**EXCERPTED PASSAGE:**
+ + + + +
- UK edition

Promotional single by Marilyn Manson

from the album The Pale Emperor
- Released: December 6, 2015
- Recorded: 2014 Los Angeles, California (Abattoir Studios; Igloo Studios)
- Genre: Glam rock
- Length: 4:16
- Label: Hell, etc.; Cooking Vinyl;
- Songwriters: Marilyn Manson; Tyler Bates;
- Producers: Manson; Bates;

= The Devil Beneath My Feet =

"The Devil Beneath My Feet" is a song by American rock band Marilyn Manson. It was released as the second promotional single from the band's ninth studio album, The Pale Emperor (2015).

==Release and promotion==
"The Devil Beneath My Feet" was first released on January 15, 2015 as the seventh track on the band's ninth studio album, The Pale Emperor. Editions of the album sold at Walmart stores in the US feature a heavily censored version of the track. Manson would go on to criticize the store and its gun sales policy, categorizing Walmart in an Australian interview as "that store in America which sells guns to kids but won't sell R-rated lyrics." Manson went on to joke that he might "do a signing at a Walmart store where I just sign guns, and you get a free record with it when you buy a gun."

In October 2015, promotional copies of the song were issued to French radio stations, where the song was to be released as an airplay-only single. Promotion was scheduled to coincide with the band's performance at Le Zénith in Paris on November 16, 2015. However, following the Parisian terrorist attacks on November 13 and authorities subsequently forcing the closure of the venue, the release of the single and all promotional activity were canceled. A planned December 6 release date did proceed as planned in the UK, however, where it was serviced to radio stations as the third single taken from the album.

==Composition and style==

"The Devil Beneath My Feet" is an uptempo rock song which runs for a duration of four minutes and 16 seconds. Incorporating elements of glam rock and psychedelia, the track has been compared to some of the material found on the band's 1998 album, Mechanical Animals. The song is relatively sparse, beginning with an unaccompanied drum track on the intro, which is coupled in the verse with a prominently featured bassline. The track is then augmented in the chorus by the inclusion of psychedelic-influenced electric guitar lines. According to Ultimate Guitar, the song is written in common time with a moderately fast tempo of 127 beats per minute. The bassline in the verse is composed of two repetitions of a basic G–D–A–E sequence, while the electric guitar in the chorus has a progression of Em–B–G–D–A–E.

Lyrically, the song was initially inspired by a text message Manson sent to then-girlfriend Lindsay Usich, which read "Don't bring your black heart to bed/ When I wake up, you best be gone or you better be dead." The song would go on to contain numerous metaphors and references to theology and mathematics, specifically Young's inequality, with the lyric "It's better to be blamed for robbing Peter than guilty for paying Paul." Terry Bezer from Classic Rock described the latter as "one of the coolest lyrics in Manson's arsenal."
+ + + + +
**RECORDS PROVIDED:**
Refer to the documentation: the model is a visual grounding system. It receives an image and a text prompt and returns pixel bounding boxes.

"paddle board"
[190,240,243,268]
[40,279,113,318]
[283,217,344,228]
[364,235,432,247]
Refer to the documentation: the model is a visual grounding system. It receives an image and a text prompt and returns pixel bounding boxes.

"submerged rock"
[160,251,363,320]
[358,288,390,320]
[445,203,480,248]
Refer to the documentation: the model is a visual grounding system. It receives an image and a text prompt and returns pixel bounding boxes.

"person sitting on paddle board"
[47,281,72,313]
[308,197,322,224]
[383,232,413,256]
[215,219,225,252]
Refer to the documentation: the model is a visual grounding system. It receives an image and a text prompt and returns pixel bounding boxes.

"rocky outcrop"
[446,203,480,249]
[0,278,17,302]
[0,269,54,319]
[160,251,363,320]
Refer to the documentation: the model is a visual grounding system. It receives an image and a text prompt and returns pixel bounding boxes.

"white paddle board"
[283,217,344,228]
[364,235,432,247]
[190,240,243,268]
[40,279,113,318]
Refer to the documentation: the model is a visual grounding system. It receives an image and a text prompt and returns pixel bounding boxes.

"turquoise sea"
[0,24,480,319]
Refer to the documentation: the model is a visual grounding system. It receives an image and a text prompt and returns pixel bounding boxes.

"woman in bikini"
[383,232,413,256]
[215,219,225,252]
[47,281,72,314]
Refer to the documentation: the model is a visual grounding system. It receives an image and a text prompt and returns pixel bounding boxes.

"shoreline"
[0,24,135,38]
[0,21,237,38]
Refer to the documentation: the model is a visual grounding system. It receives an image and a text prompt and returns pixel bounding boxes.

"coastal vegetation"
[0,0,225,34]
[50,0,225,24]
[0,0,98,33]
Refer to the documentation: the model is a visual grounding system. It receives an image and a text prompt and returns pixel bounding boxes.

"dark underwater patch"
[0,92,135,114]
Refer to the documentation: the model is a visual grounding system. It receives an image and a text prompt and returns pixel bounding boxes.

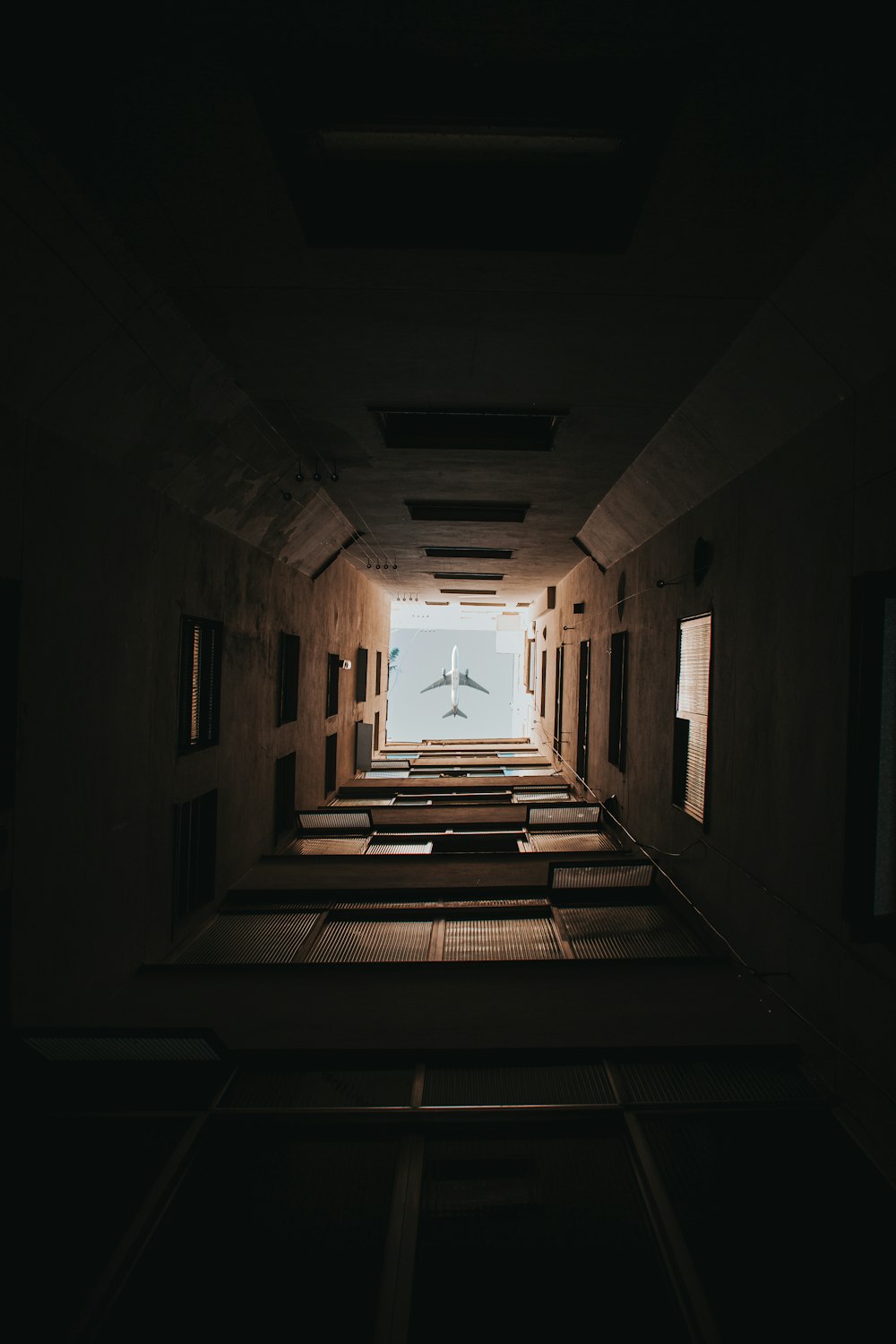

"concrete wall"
+ + + + +
**REQUIRED WORK:**
a. In the article about "The Devil Beneath My Feet," list in order the chords of the electric guitar progression in the chorus.
b. Carry on the article about "The Devil Beneath My Feet" from its last sentence.

**RESULTS FOR EACH TASK:**
a. Em, B, G, D, A, E

b.
==Critical reception==
The song garnered generally positive reviews from music critics. In his review of the album for Rolling Stone, Jon Dolan called it "one of the album's best songs", and said that it sounds "like a beach party on the River Styx." Dave Simpson of Pure M magazine said that the song takes the album in a "different direction", suggesting it was "more mellow" when compared to other tracks found on The Pale Emperor. He praised its "hushed vocals and reticent yet striking guitars." Dean Brown of The Quietus called the song "brilliant in its simplicity", while Terry Bezer from Classic Rock was similarly complimentary, saying that the song has "an oddly Mechanical Animals feel to it, those guitar lines exploding with excess and elegantly wasted gasconade."

==Track listing==
- French Promo CD
1. "The Devil Beneath My Feet" (Radio Edit) – 3:28

- UK Promo CD (FRYCD737P)
2. "The Devil Beneath My Feet" (Clean Edit) – 3:29
3. "The Devil Beneath My Feet" (Album Version) – 4:16

==Credits and personnel==
Credits adapted from the liner notes of The Pale Emperor.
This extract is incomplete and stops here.